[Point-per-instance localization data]
*** Block opens ***
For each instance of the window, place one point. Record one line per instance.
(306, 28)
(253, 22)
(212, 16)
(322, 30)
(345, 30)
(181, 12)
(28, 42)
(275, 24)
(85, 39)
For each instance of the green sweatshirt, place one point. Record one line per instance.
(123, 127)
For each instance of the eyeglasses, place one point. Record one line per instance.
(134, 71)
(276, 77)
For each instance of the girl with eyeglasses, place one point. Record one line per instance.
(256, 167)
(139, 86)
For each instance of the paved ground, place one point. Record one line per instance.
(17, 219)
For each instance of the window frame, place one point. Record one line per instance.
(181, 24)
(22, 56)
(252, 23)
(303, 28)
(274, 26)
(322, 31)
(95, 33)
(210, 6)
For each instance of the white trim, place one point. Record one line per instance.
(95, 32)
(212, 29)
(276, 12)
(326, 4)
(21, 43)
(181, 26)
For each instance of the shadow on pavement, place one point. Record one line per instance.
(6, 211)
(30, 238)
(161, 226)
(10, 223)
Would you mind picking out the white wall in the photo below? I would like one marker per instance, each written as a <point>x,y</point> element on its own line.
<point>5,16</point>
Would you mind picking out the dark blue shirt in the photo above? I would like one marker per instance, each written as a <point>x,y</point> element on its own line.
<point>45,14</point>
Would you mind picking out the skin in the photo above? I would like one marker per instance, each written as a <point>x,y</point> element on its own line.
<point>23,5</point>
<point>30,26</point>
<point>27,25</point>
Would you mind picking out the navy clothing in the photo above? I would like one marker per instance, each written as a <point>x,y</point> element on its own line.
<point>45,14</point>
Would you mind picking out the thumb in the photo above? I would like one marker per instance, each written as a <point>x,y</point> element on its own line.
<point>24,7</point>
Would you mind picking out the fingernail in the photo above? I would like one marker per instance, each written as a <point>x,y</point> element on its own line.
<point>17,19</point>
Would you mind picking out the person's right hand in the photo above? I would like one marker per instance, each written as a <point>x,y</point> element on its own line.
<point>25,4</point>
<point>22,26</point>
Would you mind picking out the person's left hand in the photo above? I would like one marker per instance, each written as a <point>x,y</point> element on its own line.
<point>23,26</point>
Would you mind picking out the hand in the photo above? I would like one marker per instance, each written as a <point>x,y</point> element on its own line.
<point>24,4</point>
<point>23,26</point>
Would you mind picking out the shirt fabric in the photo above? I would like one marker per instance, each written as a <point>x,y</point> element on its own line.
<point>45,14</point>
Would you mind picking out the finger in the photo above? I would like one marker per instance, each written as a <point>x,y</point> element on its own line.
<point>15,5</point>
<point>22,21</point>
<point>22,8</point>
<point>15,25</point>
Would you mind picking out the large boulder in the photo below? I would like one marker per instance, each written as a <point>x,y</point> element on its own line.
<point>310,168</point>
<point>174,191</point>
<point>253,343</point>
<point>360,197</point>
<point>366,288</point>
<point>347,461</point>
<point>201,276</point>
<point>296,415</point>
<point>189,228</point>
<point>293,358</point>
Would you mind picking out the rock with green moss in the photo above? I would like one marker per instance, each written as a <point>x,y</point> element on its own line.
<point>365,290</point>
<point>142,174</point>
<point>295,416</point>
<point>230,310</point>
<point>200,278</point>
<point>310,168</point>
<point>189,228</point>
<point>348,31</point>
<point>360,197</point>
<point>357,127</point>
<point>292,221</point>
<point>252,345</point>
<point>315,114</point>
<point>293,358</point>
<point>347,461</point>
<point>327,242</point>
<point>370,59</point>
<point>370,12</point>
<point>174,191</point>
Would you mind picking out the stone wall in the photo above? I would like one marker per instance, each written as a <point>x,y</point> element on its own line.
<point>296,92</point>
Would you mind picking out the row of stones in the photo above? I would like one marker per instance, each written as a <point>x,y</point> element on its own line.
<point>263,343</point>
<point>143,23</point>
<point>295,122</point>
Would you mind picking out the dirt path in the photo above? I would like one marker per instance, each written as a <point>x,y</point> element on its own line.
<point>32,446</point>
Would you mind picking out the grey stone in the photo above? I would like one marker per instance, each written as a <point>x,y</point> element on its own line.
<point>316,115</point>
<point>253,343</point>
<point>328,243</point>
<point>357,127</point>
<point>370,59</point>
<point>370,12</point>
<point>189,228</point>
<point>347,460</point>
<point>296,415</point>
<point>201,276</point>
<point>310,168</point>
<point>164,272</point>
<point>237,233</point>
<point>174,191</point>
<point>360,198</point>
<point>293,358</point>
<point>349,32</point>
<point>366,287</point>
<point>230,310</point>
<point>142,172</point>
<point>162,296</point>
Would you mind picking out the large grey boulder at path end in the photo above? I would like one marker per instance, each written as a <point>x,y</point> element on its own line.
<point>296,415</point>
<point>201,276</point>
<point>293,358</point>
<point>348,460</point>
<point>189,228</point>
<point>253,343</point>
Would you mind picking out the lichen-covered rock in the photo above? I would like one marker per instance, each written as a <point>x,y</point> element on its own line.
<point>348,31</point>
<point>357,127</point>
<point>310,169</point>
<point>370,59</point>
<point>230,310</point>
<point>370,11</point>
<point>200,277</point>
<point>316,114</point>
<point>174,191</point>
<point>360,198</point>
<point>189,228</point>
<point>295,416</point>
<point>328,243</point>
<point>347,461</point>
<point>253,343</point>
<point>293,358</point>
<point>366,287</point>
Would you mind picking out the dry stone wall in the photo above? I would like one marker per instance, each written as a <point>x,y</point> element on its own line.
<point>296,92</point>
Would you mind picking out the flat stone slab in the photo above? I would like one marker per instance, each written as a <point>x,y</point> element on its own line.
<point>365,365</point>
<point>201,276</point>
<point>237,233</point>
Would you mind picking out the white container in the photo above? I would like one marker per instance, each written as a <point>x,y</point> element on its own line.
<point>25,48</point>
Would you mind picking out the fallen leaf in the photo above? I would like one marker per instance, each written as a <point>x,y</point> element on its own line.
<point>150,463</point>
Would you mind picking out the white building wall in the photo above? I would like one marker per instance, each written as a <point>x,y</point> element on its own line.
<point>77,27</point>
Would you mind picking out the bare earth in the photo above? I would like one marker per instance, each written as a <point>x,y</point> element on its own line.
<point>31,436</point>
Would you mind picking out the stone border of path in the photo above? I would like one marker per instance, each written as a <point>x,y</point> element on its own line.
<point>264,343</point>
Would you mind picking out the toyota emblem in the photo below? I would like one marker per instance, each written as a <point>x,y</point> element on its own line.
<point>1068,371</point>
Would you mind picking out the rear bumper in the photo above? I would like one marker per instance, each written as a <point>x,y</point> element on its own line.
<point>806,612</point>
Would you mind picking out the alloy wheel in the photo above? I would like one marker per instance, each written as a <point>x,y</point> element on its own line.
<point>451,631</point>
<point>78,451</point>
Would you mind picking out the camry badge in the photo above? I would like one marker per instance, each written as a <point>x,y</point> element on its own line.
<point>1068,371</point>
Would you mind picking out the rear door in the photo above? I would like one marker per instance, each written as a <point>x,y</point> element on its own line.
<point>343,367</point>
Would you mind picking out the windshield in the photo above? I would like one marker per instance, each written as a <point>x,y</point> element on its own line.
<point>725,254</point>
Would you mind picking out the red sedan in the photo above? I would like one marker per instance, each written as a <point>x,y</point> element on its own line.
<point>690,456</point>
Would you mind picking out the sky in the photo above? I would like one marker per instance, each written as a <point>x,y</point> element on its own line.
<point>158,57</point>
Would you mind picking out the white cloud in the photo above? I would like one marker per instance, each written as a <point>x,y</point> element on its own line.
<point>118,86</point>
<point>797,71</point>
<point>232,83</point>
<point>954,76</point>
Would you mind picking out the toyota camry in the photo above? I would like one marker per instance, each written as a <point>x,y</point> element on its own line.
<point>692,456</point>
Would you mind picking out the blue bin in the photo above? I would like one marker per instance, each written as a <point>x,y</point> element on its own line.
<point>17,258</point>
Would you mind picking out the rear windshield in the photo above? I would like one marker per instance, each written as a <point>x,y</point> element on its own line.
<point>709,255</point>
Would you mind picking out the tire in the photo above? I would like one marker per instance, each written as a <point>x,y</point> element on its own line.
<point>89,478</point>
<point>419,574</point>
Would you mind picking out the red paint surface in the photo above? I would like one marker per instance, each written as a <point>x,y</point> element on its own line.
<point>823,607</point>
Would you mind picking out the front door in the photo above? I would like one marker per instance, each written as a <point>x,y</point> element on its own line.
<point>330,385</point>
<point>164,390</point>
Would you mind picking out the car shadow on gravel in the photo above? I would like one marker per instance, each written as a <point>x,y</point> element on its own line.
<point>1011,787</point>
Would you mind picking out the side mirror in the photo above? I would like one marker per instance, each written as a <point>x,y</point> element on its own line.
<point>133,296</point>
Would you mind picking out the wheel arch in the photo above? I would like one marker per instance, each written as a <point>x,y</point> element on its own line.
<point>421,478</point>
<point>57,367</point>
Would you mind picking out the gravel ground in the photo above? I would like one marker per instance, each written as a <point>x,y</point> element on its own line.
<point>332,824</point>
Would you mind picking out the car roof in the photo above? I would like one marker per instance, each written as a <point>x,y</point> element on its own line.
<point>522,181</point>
*** Block closes ***
* Work instruction *
Transcribe nothing except the lines from the one with "Would you mind picking out the blue" through the end of the data above, each exactly as it appears.

* Response below *
Would you mind picking out the blue bin in the photo above? I would like one marker per instance, each written as a <point>x,y</point> element on its own line.
<point>17,258</point>
Would you mind picking out the rear windshield in the photo above? I would like one marker per instance, each written as a <point>x,y</point> element on its own line.
<point>709,255</point>
Would you mind picking out the tire in the photo above? I would like one marker per instance, each written as a <point>x,y</point> element on its own line.
<point>89,478</point>
<point>419,574</point>
Would you mind picking out the red paint surface in the photo above? I would like one marker per instance, each written as a <point>x,y</point> element on its own line.
<point>823,607</point>
Would you mind picking out the front door in the photo above? I would like one marker per instance, each written as a <point>x,y</point> element on its own line.
<point>330,385</point>
<point>164,390</point>
Would you mind picking out the car shadow on gravel in the photo above? I would like one marker per instance, each written as a <point>x,y</point> element on its own line.
<point>1011,787</point>
Would you mind picking out the side mirror in the photo above? I would like one marker per instance, each written as a <point>x,y</point> element on its own line.
<point>133,296</point>
Would you mind picking out the wheel arch in the photo above? I would like one marker per instance, each written as a <point>x,y</point> element on its own line.
<point>421,478</point>
<point>57,367</point>
Would you mind picking out the gravel ground in the photo above? I would like one marker per instance, each written as a <point>x,y</point> element on its own line.
<point>332,824</point>
Would you mind picking out the car roof in the photo above? I would like one marker per instance, each written as a <point>x,y</point> element on its own line.
<point>522,181</point>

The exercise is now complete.